§ **YOUR GOAL**
Copy every line below. Do not alter any of them.
BEGIN MATERIAL FOR THE TASK
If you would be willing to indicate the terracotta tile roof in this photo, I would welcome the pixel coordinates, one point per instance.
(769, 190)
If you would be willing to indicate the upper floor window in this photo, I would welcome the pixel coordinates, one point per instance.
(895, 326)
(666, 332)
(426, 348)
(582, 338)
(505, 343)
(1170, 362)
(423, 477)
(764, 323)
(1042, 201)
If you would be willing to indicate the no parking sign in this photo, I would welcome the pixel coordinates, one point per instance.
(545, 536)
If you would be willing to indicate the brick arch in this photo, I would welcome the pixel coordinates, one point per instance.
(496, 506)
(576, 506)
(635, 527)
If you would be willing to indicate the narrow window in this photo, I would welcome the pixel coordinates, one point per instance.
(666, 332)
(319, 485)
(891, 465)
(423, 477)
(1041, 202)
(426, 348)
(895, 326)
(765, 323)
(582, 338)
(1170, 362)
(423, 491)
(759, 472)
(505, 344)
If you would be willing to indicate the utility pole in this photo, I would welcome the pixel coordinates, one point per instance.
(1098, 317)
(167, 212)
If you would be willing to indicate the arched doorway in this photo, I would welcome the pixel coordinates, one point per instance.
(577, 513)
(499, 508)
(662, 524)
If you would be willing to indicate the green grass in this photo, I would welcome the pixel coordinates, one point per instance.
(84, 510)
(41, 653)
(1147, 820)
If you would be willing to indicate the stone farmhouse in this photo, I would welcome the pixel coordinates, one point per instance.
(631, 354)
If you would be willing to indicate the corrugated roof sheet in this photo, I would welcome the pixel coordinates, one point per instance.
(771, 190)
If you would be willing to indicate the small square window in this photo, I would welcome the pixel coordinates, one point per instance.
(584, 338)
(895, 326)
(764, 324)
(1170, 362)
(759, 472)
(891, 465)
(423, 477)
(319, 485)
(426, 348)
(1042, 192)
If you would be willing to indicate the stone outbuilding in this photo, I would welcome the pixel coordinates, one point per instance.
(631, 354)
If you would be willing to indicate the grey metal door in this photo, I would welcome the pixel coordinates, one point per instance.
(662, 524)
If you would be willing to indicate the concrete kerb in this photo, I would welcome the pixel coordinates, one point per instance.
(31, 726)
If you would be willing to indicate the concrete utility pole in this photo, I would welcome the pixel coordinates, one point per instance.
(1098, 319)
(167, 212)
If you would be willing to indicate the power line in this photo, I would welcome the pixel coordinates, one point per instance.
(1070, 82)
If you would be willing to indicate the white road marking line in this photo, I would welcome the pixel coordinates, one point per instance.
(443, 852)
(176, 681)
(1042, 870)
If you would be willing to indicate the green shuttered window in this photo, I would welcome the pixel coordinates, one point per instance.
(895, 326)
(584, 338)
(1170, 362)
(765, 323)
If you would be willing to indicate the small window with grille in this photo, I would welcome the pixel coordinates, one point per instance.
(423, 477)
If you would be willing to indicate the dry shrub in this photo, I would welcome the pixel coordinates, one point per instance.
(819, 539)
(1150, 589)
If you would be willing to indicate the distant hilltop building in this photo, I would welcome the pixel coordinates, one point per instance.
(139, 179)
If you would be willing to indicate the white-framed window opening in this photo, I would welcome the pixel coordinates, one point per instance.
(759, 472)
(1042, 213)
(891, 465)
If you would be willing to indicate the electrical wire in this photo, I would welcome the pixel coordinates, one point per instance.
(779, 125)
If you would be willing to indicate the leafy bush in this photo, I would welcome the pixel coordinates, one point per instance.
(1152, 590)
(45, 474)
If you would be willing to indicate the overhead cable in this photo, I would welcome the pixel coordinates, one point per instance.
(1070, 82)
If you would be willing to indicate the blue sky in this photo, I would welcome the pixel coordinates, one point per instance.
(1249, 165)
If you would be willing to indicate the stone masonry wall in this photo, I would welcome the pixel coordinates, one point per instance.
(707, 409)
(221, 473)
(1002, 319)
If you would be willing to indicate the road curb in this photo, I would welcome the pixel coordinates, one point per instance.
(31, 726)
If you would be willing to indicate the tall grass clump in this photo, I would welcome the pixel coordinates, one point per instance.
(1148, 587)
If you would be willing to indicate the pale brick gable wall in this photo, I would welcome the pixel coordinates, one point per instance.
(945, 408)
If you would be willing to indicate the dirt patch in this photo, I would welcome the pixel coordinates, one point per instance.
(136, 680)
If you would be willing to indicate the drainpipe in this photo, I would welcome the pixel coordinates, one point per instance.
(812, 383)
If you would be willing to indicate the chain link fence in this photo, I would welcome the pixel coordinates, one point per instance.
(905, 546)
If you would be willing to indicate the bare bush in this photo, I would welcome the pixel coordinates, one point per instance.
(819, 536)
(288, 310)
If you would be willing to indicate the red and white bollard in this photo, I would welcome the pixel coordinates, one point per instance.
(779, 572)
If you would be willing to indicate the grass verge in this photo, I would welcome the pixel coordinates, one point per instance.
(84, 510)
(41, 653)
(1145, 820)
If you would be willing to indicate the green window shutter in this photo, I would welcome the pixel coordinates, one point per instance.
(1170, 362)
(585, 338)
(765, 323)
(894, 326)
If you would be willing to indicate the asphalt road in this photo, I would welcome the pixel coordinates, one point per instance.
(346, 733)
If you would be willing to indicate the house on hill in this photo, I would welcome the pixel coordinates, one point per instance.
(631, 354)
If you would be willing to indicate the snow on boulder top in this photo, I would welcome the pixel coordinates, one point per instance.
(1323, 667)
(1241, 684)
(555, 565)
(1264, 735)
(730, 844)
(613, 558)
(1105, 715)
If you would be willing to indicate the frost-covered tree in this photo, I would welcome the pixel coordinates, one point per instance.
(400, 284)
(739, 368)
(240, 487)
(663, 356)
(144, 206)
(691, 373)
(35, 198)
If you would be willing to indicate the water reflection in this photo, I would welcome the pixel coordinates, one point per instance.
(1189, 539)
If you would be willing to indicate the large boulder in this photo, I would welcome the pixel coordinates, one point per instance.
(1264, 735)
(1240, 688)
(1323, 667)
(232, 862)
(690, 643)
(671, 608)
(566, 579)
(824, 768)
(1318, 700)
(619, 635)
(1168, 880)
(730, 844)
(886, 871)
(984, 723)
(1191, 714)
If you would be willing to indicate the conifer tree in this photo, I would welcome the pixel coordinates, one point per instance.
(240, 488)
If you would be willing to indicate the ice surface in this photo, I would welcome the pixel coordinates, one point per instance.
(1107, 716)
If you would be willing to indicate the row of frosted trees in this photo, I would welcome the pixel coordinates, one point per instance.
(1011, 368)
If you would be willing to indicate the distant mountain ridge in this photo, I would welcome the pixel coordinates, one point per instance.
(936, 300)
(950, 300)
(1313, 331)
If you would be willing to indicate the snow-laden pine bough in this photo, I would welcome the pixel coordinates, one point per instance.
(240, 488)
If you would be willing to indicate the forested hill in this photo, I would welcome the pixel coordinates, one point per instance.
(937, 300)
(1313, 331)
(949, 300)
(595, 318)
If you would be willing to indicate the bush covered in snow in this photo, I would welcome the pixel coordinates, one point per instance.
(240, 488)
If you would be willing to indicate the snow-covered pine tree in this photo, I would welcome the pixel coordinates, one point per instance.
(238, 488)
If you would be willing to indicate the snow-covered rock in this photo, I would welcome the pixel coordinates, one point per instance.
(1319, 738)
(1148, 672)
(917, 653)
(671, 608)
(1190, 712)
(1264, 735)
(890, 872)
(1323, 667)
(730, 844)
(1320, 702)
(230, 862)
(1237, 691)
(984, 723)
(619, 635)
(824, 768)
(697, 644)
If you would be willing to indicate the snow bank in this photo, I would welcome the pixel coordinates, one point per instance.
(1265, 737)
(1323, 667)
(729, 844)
END MATERIAL FOR THE TASK
§ **REPLY**
If you would be willing to indicate the terracotta tile roof in this photo, I would welcome the pixel coordinates, one point per instance.
(769, 190)
If you would be willing to indicate the upper floor window in this photo, I would welcome the pixel coordinates, one point per instance.
(895, 326)
(666, 332)
(426, 348)
(582, 338)
(505, 343)
(1170, 362)
(423, 477)
(764, 323)
(1042, 201)
If you would be willing to indicate the no parking sign in this photo, I would welcome the pixel coordinates, one point per instance.
(545, 536)
If you would be willing to indicate the brick arch in this photo, I would welcome the pixel coordinates, one point per instance.
(496, 506)
(576, 506)
(635, 527)
If you would be willing to indicate the narrow window in this photo, I would welcome the pixel coordinates, one point per instance.
(666, 332)
(319, 485)
(891, 465)
(423, 477)
(1041, 202)
(426, 348)
(895, 326)
(765, 323)
(582, 338)
(1170, 362)
(423, 491)
(759, 472)
(505, 344)
If you would be willing to indicate the utility pole in this photo, I would welcome the pixel coordinates, one point per instance.
(1098, 317)
(167, 212)
If you would be willing to indicate the arched doorway in this photo, I would welcome the pixel coordinates, one point per instance.
(577, 513)
(499, 508)
(662, 524)
If you would be willing to indicate the green grass in this photo, I would welcome the pixel coordinates, one point per instance.
(84, 510)
(41, 653)
(1147, 820)
If you would be willing to indicate the stone farmhouse in this photo, I would welcome the pixel coordinates, one point per instance.
(631, 354)
If you would be willing to indicate the corrugated roof sheet in this photo, I would welcome the pixel coordinates, one point per instance.
(771, 190)
If you would be willing to indicate the small square window in this photo, I would welcome the pixel coordinates, one point per instance.
(584, 338)
(895, 326)
(764, 324)
(1170, 362)
(759, 472)
(891, 465)
(423, 477)
(319, 485)
(426, 348)
(1042, 192)
If you would be willing to indicate the stone outbuilding in this photo, I would welcome the pixel coordinates, one point per instance.
(631, 354)
If you would be willing to indicate the grey metal door in this photo, I would welcome the pixel coordinates, one point per instance.
(662, 524)
If you would be willing to indicate the concrete kerb in this photo, I would welcome the pixel coordinates, one point per instance.
(31, 726)
If you would be willing to indicate the concrete utility pole in this photo, I would welcome the pixel coordinates, one point per instance.
(1098, 319)
(167, 212)
If you would be willing to indicate the power line in this photo, I would welcome the pixel coordinates, one point per instance.
(1070, 82)
If you would be willing to indicate the white road marking line in this photo, I would welcome the pixel coordinates, one point per instance.
(443, 852)
(176, 681)
(1042, 870)
If you would be willing to indicate the green shuttered window in this photo, I would welcome the pixel coordinates, one point per instance.
(895, 326)
(584, 338)
(1170, 362)
(765, 323)
If you would be willing to indicate the small window with grille in this photo, I would welcome the pixel coordinates, one point per instance.
(423, 477)
If you would be willing to indicate the dry shrub in this photo, I would welcome the pixel coordinates, one point per instance.
(819, 539)
(1150, 589)
If you would be willing to indicate the distant hilltop building in this photo, I would welcome the pixel coordinates, one point per instance.
(139, 179)
If you would be willing to indicate the white-framed window opening in this photo, I would welcome the pixel coordinates, one point per instance.
(759, 472)
(1042, 213)
(891, 465)
If you would be willing to indicate the electrical wire in this photo, I would welcome the pixel coordinates, one point per instance.
(779, 125)
If you would be willing to indicate the leafy bush in this photo, I would welcome the pixel coordinates, one point per instance.
(1152, 590)
(45, 474)
If you would be willing to indicate the overhead cable in this photo, I would welcome the pixel coordinates, one point per instance.
(1070, 82)
If you would be willing to indicate the blue sky in this photo, I would welcome the pixel coordinates, one point per instance.
(1249, 165)
If you would be willing to indicate the stone masonry wall in this photo, I would welcome the pixel coordinates, one point per instance.
(707, 409)
(221, 473)
(1002, 319)
If you would be willing to indicate the road curb in this photo, I would welcome the pixel coordinates, one point per instance.
(31, 726)
If you would be willing to indicate the tall grass clump in this photo, I would welcome the pixel coordinates, one point per instance.
(1148, 587)
If you would be willing to indicate the pale brick gable wall in this photo, I would welcome the pixel coordinates, one point per instance.
(945, 408)
If you would be willing to indicate the dirt patch in this photo, I would welcome the pixel coordinates, one point per instance.
(136, 680)
If you would be willing to indicate the drainpipe in this photo, I would welcome the pixel coordinates, one point per instance.
(812, 383)
If you would be willing to indicate the chain link fence in this photo, I would welcome the pixel coordinates, one point per instance.
(905, 546)
If you would be willing to indicate the bare bush in this photo, I would welcome the pixel coordinates, one point per instance.
(819, 536)
(288, 310)
If you would be willing to indicate the red and white bollard in this photo, I would welcome the pixel coordinates, one point per instance.
(779, 572)
If you would be willing to indicate the grass verge in this photo, I would welcome the pixel coordinates, one point per instance.
(84, 510)
(41, 653)
(1145, 820)
If you would be willing to indicate the green window shutter in this photo, I would welcome the pixel coordinates, one point per instance.
(1170, 362)
(585, 338)
(765, 323)
(894, 326)
If you would be willing to indicate the asphalt road in this photo, I would welcome the pixel coordinates, one point per instance.
(346, 733)
If you would be willing to indicate the house on hill in this photo, I would welcome the pixel coordinates, one point per instance.
(631, 354)
If you would be willing to indicate the snow on boulder top in this photo, I would welcome the pixel coordinates, one point per instance.
(1323, 667)
(1241, 684)
(555, 565)
(1264, 735)
(730, 844)
(613, 558)
(1105, 715)
If you would be willing to indicate the frost-covered tree in this photo, I would welcome the pixel coordinates, one point per instance.
(400, 284)
(739, 368)
(240, 487)
(663, 356)
(144, 206)
(691, 373)
(35, 198)
If you would be willing to indicate the water reflection in this photo, I would welcome the pixel coordinates, one point per instance.
(1189, 539)
If you would be willing to indicate the large boulder in this photo, I would welcome the pixel coordinates, one point per instance.
(1264, 735)
(1240, 688)
(1323, 667)
(232, 862)
(690, 643)
(671, 608)
(566, 579)
(824, 768)
(1318, 700)
(619, 635)
(1168, 880)
(730, 844)
(886, 871)
(984, 723)
(1191, 714)
If you would be willing to indicate the conifer tree in this photo, I would welcome the pixel coordinates, one point per instance.
(240, 488)
If you would be willing to indicate the ice surface in this photo, I would welcome the pixel coordinates, one point per instance.
(1107, 716)
If you would be willing to indicate the row of frosted trees in this photo, I would welcome the pixel coordinates, one point per instance.
(1011, 368)
If you would be willing to indicate the distant mountain ridge in this photo, I would welcome the pixel coordinates, one point per instance.
(936, 300)
(950, 300)
(1313, 331)
If you would be willing to indicate the snow-laden pine bough in this photo, I would welcome the pixel coordinates, one point per instance.
(240, 488)
If you would be willing to indicate the forested hill in this photo, I would welcome the pixel coordinates, one point per instance.
(937, 300)
(1313, 331)
(949, 300)
(595, 318)
If you would be willing to indicate the bush covered in snow in this photo, I would welcome the pixel coordinates, one point per instance.
(240, 488)
If you would be willing to indicate the snow-covered pine tree in this photo, I would welcome the pixel coordinates, one point per instance.
(238, 488)
If you would be willing to indicate the snow-covered rock in this photo, I would welcome the pixel coordinates, one point per instance.
(1319, 738)
(1148, 672)
(917, 653)
(671, 608)
(1190, 712)
(1264, 735)
(890, 872)
(1323, 667)
(730, 844)
(1320, 702)
(230, 862)
(1237, 691)
(984, 723)
(619, 635)
(824, 768)
(697, 644)
If you would be willing to indicate the snow bank in this photo, I would welcome the pixel coordinates, one point per instance.
(1265, 737)
(1323, 667)
(729, 844)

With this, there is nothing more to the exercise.